> Records shown

════════════════

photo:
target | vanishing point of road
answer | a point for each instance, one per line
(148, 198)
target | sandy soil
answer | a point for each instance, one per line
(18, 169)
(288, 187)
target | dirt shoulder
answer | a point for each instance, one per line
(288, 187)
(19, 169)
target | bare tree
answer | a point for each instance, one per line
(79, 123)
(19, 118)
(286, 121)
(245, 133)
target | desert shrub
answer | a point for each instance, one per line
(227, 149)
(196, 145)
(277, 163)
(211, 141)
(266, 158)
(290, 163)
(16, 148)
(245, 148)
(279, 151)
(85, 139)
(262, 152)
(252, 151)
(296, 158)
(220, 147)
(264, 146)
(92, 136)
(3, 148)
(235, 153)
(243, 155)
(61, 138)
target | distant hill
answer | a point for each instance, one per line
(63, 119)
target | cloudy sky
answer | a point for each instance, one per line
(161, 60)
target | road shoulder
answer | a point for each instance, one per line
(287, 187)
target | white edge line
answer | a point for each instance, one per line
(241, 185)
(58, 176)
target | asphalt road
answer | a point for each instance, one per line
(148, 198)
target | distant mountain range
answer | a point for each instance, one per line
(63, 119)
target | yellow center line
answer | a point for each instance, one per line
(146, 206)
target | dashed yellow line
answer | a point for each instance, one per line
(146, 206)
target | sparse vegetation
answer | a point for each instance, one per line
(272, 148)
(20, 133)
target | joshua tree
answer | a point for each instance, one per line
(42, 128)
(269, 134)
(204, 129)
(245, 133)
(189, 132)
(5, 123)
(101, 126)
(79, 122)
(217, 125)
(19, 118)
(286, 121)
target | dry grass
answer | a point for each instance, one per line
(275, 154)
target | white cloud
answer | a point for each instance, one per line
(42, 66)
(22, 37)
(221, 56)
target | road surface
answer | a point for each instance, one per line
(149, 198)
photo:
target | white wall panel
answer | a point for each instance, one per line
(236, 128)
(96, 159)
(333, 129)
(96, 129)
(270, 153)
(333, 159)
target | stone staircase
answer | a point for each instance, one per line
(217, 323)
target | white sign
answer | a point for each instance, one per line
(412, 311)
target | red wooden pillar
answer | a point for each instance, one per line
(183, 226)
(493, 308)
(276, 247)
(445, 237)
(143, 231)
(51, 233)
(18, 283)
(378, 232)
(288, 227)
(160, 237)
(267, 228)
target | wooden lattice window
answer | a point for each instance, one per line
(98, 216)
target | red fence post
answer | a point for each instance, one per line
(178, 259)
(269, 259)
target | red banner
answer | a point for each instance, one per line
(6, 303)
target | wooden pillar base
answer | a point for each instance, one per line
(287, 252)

════════════════

> The problem
Pick out every line above that holds the word "distant" and copy it.

> Response below
target | distant hill
target | distant mountain range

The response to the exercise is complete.